-------- Data rows

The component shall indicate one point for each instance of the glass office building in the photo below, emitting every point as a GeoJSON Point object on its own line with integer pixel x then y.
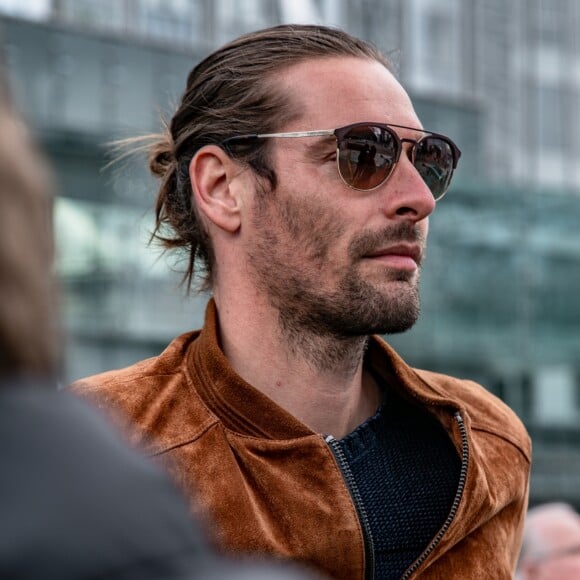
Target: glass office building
{"type": "Point", "coordinates": [501, 285]}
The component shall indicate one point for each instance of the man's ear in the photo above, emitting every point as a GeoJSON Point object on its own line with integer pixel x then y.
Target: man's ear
{"type": "Point", "coordinates": [215, 188]}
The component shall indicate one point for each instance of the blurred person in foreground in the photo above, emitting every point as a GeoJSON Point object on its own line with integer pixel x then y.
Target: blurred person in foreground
{"type": "Point", "coordinates": [75, 503]}
{"type": "Point", "coordinates": [296, 175]}
{"type": "Point", "coordinates": [551, 546]}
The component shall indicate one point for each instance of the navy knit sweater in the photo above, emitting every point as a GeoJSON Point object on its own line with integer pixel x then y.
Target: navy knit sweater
{"type": "Point", "coordinates": [407, 470]}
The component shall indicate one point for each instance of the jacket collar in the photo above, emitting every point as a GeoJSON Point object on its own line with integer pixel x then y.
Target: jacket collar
{"type": "Point", "coordinates": [244, 409]}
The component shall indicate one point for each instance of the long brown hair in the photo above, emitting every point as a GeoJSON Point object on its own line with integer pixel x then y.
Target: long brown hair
{"type": "Point", "coordinates": [28, 337]}
{"type": "Point", "coordinates": [233, 92]}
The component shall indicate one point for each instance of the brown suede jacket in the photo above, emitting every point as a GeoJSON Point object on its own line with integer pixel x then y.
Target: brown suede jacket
{"type": "Point", "coordinates": [273, 486]}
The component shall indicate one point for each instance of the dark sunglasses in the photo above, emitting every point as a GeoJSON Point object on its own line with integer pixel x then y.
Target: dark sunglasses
{"type": "Point", "coordinates": [367, 154]}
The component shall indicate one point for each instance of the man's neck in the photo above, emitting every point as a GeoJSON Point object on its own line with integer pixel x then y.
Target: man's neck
{"type": "Point", "coordinates": [319, 379]}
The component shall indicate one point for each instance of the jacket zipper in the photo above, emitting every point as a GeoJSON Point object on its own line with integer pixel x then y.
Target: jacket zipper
{"type": "Point", "coordinates": [358, 504]}
{"type": "Point", "coordinates": [456, 501]}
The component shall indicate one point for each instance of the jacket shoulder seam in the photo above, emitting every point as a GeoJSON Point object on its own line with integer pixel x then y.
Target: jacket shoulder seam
{"type": "Point", "coordinates": [511, 440]}
{"type": "Point", "coordinates": [183, 442]}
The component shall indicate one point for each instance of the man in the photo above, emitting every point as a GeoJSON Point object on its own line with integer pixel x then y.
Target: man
{"type": "Point", "coordinates": [551, 547]}
{"type": "Point", "coordinates": [303, 434]}
{"type": "Point", "coordinates": [75, 502]}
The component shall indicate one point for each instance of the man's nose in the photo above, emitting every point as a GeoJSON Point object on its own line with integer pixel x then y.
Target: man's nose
{"type": "Point", "coordinates": [406, 195]}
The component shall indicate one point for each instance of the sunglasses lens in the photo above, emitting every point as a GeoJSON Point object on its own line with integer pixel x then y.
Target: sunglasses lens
{"type": "Point", "coordinates": [434, 160]}
{"type": "Point", "coordinates": [367, 155]}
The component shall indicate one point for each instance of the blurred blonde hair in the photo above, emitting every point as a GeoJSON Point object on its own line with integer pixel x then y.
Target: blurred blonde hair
{"type": "Point", "coordinates": [28, 338]}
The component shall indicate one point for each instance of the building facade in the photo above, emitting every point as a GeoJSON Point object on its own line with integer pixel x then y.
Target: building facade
{"type": "Point", "coordinates": [501, 286]}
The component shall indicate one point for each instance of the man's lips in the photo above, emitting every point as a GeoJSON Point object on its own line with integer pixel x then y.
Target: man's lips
{"type": "Point", "coordinates": [401, 256]}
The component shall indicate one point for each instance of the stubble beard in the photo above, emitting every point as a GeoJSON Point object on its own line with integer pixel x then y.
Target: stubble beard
{"type": "Point", "coordinates": [329, 328]}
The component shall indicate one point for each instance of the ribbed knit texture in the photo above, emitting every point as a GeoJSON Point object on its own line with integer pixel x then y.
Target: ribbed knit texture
{"type": "Point", "coordinates": [407, 471]}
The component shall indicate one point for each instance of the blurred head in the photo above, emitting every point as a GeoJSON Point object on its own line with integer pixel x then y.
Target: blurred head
{"type": "Point", "coordinates": [234, 92]}
{"type": "Point", "coordinates": [27, 332]}
{"type": "Point", "coordinates": [551, 546]}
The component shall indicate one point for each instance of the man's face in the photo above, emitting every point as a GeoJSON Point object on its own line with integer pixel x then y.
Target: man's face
{"type": "Point", "coordinates": [333, 260]}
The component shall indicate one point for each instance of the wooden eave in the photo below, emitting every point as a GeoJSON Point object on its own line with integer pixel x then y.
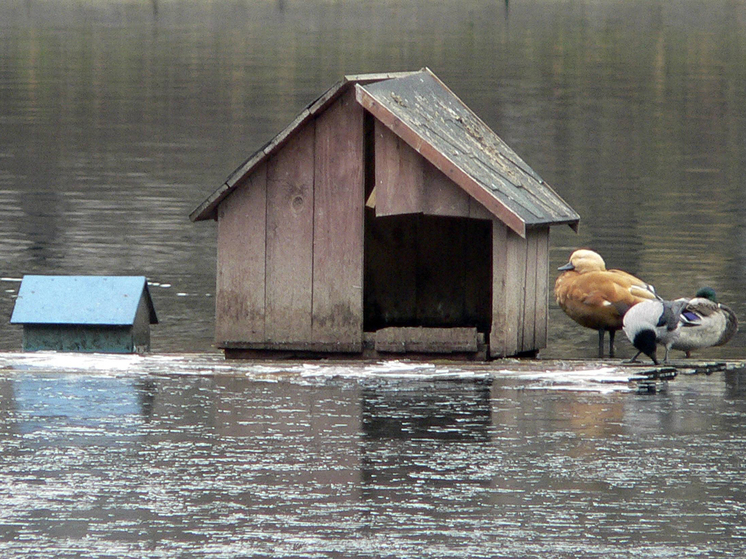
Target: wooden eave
{"type": "Point", "coordinates": [424, 113]}
{"type": "Point", "coordinates": [208, 208]}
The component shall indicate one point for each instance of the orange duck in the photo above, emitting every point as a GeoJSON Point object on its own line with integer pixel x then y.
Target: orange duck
{"type": "Point", "coordinates": [598, 298]}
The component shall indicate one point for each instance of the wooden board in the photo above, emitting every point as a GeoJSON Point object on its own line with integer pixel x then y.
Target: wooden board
{"type": "Point", "coordinates": [241, 262]}
{"type": "Point", "coordinates": [527, 339]}
{"type": "Point", "coordinates": [338, 226]}
{"type": "Point", "coordinates": [541, 333]}
{"type": "Point", "coordinates": [426, 340]}
{"type": "Point", "coordinates": [442, 196]}
{"type": "Point", "coordinates": [399, 175]}
{"type": "Point", "coordinates": [289, 261]}
{"type": "Point", "coordinates": [499, 331]}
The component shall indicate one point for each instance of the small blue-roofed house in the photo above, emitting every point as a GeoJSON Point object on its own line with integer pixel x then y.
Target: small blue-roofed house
{"type": "Point", "coordinates": [107, 314]}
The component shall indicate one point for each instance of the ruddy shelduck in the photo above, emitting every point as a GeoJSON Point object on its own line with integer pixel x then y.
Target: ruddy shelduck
{"type": "Point", "coordinates": [598, 298]}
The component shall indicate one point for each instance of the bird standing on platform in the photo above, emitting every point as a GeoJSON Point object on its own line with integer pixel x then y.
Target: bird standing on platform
{"type": "Point", "coordinates": [651, 323]}
{"type": "Point", "coordinates": [598, 298]}
{"type": "Point", "coordinates": [705, 323]}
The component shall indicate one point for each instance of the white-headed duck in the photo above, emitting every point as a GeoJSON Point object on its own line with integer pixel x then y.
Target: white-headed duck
{"type": "Point", "coordinates": [705, 323]}
{"type": "Point", "coordinates": [598, 298]}
{"type": "Point", "coordinates": [650, 323]}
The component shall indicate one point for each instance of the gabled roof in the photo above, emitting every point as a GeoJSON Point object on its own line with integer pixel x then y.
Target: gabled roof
{"type": "Point", "coordinates": [422, 111]}
{"type": "Point", "coordinates": [207, 209]}
{"type": "Point", "coordinates": [82, 300]}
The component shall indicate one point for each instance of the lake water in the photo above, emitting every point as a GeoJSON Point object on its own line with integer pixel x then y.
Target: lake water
{"type": "Point", "coordinates": [183, 456]}
{"type": "Point", "coordinates": [118, 117]}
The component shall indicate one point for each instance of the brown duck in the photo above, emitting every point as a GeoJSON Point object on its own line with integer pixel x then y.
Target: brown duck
{"type": "Point", "coordinates": [598, 298]}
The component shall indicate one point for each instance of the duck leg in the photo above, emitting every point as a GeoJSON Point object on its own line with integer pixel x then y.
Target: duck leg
{"type": "Point", "coordinates": [634, 359]}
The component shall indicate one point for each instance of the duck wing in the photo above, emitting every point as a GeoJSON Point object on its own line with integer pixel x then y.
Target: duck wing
{"type": "Point", "coordinates": [731, 324]}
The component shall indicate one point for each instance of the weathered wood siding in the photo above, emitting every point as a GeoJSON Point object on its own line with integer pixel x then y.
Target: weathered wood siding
{"type": "Point", "coordinates": [240, 307]}
{"type": "Point", "coordinates": [290, 257]}
{"type": "Point", "coordinates": [338, 227]}
{"type": "Point", "coordinates": [520, 290]}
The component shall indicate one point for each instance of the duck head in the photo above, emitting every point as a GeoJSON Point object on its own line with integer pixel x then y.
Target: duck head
{"type": "Point", "coordinates": [645, 341]}
{"type": "Point", "coordinates": [707, 293]}
{"type": "Point", "coordinates": [584, 260]}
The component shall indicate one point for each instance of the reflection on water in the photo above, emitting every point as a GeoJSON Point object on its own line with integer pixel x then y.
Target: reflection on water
{"type": "Point", "coordinates": [118, 117]}
{"type": "Point", "coordinates": [354, 464]}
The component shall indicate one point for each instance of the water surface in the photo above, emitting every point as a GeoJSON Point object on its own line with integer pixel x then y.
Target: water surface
{"type": "Point", "coordinates": [170, 457]}
{"type": "Point", "coordinates": [118, 117]}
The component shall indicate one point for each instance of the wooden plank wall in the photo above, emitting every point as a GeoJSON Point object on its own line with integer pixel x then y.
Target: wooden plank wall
{"type": "Point", "coordinates": [338, 227]}
{"type": "Point", "coordinates": [290, 256]}
{"type": "Point", "coordinates": [239, 312]}
{"type": "Point", "coordinates": [289, 261]}
{"type": "Point", "coordinates": [520, 300]}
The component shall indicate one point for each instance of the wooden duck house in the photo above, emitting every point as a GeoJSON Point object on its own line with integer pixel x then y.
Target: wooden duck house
{"type": "Point", "coordinates": [106, 314]}
{"type": "Point", "coordinates": [387, 218]}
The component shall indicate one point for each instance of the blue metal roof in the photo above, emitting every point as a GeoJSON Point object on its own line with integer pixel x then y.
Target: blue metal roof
{"type": "Point", "coordinates": [101, 300]}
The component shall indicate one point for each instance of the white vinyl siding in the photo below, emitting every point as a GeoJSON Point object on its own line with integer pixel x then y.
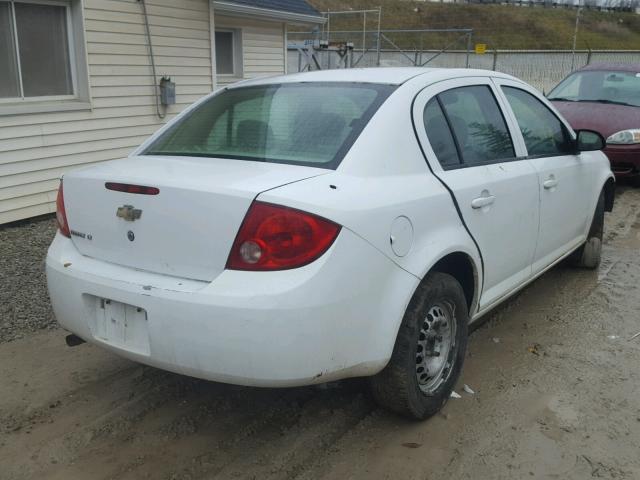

----------------

Reproduce verbatim every line of the listing above, from the line containing "the wooden duck" through the end of the listing, and omit the pictures from the reproduction.

The component shall indicate one point for each instance of the wooden duck house in the photo above, emitting every point as a GeoJSON Point object on its own line with integer pixel x then y.
Target: wooden duck house
{"type": "Point", "coordinates": [106, 314]}
{"type": "Point", "coordinates": [387, 218]}
The component shall indicate one point for each instance of the blue metal roof in the photo above, emitting every point as a GeoJSON Point object on its own line with integer pixel x then y.
Target: blue metal roof
{"type": "Point", "coordinates": [101, 300]}
The component shall indicate one point for each instance of the white vinyl siding in the photo below, emitting every point as a GeoJSON Point object on its own line with integer pixel x then y.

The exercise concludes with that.